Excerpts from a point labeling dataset
-- BEGIN --
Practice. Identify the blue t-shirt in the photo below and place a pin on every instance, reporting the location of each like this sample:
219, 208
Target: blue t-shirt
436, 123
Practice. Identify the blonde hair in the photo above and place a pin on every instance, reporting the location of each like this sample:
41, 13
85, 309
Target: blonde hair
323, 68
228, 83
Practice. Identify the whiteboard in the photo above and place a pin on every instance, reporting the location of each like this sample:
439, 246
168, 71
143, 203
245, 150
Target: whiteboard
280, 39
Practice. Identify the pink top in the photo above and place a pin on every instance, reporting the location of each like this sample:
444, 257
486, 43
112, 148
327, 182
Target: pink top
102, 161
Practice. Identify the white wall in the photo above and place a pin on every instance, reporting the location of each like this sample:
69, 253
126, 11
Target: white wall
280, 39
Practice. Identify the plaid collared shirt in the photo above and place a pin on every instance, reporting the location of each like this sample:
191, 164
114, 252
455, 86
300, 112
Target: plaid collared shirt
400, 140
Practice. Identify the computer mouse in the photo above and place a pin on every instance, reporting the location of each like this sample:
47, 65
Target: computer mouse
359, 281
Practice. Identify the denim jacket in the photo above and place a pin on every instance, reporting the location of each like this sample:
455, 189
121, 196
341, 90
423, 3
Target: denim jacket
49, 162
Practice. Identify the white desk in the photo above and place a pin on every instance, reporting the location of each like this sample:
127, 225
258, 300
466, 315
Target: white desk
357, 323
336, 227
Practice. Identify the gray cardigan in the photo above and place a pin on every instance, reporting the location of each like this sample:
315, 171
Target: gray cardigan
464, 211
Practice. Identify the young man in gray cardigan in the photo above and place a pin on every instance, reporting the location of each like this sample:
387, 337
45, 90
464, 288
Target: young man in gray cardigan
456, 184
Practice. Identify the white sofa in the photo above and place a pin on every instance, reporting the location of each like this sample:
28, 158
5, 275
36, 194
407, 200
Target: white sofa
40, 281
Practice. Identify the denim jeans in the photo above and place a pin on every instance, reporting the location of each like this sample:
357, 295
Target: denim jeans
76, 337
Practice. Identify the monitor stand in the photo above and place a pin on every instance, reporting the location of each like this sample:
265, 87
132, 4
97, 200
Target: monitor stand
-- END --
(Exercise objective) Edit the entries from the line with "Practice. Identify the denim jeans" through the end of the entries, replacing "place a pin on" with "put a dot on" and leaving everything else unchanged. Give only those lines.

(Output)
Practice. Identify the denim jeans in the photo above and put a dot on every instance, reporting the location of each like this sample:
357, 295
Target: denim jeans
76, 337
Practice. Identify the monitor stand in the photo above and put a dot on every instance, reporting the location of each like this sample:
265, 87
132, 4
97, 200
Target: monitor stand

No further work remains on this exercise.